→ **Required work**:
Transcribe every entry word for word, leaving out all images.
* * * * * * *
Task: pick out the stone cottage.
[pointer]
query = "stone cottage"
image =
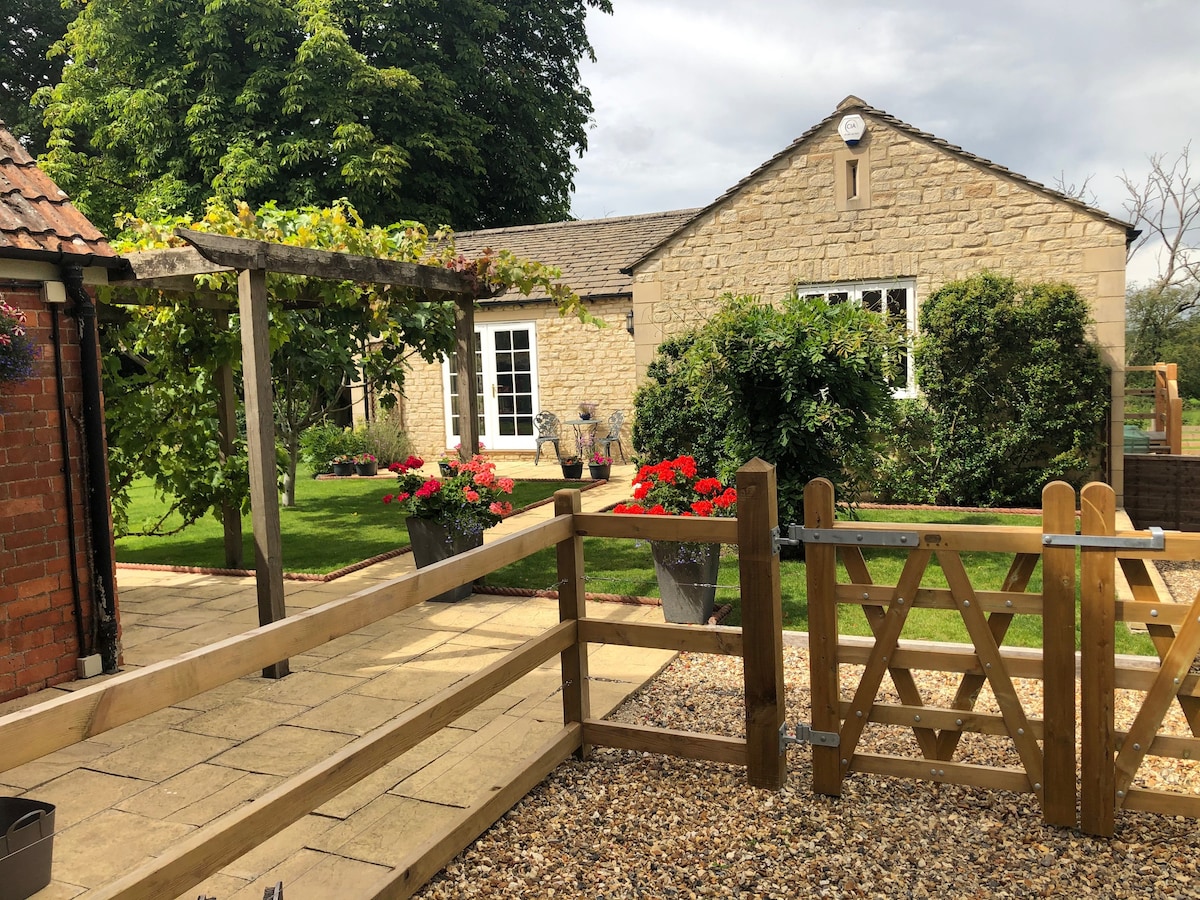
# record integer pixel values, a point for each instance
(861, 208)
(58, 591)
* * * * * * *
→ **Exercise output**:
Task: pick out the stone cottage.
[pointer]
query = "stone cottage"
image =
# record integer pixel values, a point for each instance
(861, 208)
(58, 591)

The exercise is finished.